(What is being asked) Copy the data from the line that contains "Task: spot one point per instance of the track" to its last line, exactly, including both of those lines and leaving out everything before.

------------------------------

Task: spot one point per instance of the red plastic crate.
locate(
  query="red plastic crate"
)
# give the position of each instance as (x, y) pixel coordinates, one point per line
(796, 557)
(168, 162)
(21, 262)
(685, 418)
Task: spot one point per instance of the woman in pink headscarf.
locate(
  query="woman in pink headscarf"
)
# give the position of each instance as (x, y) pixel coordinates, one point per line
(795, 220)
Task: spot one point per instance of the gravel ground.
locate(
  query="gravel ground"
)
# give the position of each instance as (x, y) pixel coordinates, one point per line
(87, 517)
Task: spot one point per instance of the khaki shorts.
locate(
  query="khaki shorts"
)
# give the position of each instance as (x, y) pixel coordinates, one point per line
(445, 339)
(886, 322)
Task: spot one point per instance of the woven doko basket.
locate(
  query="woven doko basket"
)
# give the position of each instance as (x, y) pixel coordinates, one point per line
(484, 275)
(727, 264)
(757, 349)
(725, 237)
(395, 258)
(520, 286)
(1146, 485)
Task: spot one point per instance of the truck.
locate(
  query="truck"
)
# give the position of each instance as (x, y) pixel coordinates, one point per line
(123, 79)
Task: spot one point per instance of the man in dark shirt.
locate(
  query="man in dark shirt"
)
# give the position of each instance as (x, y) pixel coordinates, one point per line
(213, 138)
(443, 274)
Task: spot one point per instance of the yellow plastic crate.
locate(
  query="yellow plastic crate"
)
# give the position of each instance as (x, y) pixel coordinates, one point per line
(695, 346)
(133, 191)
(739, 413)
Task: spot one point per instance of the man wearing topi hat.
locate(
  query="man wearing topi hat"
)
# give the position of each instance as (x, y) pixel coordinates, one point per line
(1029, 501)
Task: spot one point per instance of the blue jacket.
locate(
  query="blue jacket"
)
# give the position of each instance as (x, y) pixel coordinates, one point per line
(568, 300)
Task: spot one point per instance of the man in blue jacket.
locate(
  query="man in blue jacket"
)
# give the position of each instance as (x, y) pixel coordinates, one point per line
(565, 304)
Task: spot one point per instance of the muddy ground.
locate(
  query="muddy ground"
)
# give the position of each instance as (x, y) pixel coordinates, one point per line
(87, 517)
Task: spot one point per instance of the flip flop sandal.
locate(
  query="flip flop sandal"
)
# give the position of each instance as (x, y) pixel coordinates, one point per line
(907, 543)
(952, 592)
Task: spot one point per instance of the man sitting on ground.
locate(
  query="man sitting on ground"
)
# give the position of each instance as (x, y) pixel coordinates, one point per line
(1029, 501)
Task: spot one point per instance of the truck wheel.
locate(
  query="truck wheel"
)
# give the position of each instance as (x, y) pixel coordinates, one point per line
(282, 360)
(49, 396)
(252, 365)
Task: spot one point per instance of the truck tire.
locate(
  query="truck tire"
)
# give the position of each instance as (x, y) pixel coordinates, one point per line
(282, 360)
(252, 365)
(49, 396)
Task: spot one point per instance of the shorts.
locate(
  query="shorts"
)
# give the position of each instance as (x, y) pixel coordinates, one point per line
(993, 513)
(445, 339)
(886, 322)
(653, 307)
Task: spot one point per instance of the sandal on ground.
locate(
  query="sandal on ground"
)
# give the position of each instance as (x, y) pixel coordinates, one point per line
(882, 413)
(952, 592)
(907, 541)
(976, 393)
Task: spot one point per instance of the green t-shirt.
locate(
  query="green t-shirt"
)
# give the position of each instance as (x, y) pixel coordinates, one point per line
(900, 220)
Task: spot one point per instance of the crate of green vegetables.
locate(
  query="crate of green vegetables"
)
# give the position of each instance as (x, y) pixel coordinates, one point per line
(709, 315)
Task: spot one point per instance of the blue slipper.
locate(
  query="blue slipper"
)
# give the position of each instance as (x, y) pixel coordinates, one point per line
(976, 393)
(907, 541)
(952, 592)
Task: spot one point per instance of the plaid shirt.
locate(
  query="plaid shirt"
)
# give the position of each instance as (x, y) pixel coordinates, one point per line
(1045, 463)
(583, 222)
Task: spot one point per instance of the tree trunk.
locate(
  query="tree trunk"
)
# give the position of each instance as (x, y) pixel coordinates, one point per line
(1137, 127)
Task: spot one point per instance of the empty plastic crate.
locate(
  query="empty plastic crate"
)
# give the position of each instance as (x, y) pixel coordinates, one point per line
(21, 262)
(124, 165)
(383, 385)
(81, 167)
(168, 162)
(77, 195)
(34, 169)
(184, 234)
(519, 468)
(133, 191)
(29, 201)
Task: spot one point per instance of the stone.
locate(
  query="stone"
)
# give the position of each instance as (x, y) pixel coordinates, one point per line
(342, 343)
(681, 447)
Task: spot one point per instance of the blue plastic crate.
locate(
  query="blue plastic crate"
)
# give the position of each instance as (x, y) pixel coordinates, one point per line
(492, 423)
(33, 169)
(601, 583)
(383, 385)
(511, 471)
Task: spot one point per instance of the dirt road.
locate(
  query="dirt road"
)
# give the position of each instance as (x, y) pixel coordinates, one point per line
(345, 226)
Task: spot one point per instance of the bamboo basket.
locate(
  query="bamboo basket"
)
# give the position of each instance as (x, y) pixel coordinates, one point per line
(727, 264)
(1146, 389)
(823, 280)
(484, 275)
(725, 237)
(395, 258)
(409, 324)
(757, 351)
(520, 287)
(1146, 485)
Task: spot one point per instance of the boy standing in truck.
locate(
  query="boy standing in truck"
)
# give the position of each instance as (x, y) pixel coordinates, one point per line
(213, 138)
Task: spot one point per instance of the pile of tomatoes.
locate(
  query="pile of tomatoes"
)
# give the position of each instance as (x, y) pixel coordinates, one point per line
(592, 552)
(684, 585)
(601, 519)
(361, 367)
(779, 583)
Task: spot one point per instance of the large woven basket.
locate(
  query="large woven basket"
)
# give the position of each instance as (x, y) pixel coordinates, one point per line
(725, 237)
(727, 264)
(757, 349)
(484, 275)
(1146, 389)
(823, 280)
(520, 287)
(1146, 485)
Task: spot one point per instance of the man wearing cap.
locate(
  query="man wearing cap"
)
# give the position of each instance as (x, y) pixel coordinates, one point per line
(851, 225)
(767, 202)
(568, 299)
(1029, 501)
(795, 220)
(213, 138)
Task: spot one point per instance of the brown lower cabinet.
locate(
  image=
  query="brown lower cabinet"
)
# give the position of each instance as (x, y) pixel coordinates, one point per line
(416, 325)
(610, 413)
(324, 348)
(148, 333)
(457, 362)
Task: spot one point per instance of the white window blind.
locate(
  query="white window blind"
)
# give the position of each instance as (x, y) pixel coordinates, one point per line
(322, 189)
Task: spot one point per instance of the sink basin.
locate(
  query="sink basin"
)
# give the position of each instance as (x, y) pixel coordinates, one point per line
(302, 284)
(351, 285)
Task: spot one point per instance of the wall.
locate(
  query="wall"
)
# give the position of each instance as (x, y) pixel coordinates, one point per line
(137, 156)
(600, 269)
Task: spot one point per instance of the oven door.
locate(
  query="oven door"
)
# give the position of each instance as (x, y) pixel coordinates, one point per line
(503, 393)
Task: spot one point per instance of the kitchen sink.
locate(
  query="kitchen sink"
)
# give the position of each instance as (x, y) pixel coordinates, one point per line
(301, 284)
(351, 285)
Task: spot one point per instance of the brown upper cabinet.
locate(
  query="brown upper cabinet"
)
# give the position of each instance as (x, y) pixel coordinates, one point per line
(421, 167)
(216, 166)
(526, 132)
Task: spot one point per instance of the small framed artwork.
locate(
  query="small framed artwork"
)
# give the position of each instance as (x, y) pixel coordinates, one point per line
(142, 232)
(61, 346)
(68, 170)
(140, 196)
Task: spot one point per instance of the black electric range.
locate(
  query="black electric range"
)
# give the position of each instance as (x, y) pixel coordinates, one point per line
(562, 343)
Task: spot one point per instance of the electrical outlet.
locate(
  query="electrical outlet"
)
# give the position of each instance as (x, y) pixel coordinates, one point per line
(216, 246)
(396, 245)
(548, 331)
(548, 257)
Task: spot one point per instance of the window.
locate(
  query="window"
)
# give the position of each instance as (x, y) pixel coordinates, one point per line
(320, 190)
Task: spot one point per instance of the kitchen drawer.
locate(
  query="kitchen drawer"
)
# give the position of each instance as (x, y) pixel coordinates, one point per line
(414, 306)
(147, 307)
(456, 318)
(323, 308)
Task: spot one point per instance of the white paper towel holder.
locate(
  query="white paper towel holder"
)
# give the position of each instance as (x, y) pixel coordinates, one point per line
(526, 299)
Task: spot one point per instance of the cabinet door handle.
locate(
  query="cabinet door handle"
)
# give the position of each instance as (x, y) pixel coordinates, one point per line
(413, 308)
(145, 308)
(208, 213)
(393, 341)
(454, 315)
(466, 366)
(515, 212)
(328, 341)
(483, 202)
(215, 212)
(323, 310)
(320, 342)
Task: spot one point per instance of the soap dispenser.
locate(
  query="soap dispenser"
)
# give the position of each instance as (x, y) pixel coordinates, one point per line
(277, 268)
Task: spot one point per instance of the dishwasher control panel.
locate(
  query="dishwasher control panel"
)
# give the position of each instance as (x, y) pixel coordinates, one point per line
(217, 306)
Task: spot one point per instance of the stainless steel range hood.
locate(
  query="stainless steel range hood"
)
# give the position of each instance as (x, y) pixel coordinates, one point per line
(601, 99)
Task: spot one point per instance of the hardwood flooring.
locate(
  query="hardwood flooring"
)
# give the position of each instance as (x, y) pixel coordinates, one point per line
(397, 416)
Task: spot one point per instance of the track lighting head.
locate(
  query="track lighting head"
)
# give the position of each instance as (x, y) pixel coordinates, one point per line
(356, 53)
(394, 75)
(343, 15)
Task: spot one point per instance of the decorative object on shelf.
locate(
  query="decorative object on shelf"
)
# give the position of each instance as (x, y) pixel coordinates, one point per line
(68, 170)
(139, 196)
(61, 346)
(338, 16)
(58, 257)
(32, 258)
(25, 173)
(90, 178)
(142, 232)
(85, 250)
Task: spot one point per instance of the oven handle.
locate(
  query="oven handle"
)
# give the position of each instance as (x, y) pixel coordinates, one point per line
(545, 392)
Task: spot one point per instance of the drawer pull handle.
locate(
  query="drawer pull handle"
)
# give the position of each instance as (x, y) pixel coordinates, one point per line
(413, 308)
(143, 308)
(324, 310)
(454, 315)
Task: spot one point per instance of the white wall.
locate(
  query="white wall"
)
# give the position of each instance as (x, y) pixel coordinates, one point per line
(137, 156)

------------------------------

(Result for this task)
Task: spot one point per instance of the track lighting head.
locate(
  query="track lighting head"
)
# give the position of each instance as (x, y) pixel coordinates, one point per line
(356, 53)
(394, 75)
(343, 15)
Task: spot one point per instance of the decorative object on shelf.
locate(
  query="decorative object on shelf"
)
# give the position of each instance as (x, y) pixel coordinates, one point per line
(68, 170)
(139, 196)
(61, 346)
(338, 16)
(58, 257)
(32, 258)
(25, 173)
(90, 178)
(142, 232)
(85, 250)
Task: spot one point per instance of the oven handle.
locate(
  query="oven handle"
)
# give the position of each instance as (x, y) pixel coordinates, one point per line
(545, 392)
Task: spot one point per instance of the drawer pull handle.
locate(
  query="drawer pull handle"
)
# give the position of each instance as (x, y) pixel coordinates, one point per line
(413, 308)
(143, 308)
(324, 310)
(454, 315)
Task: spot one point per instance of the white wall.
locate(
  query="white wall"
)
# give the position of each instance as (x, y) pixel coordinates, one point per line
(137, 156)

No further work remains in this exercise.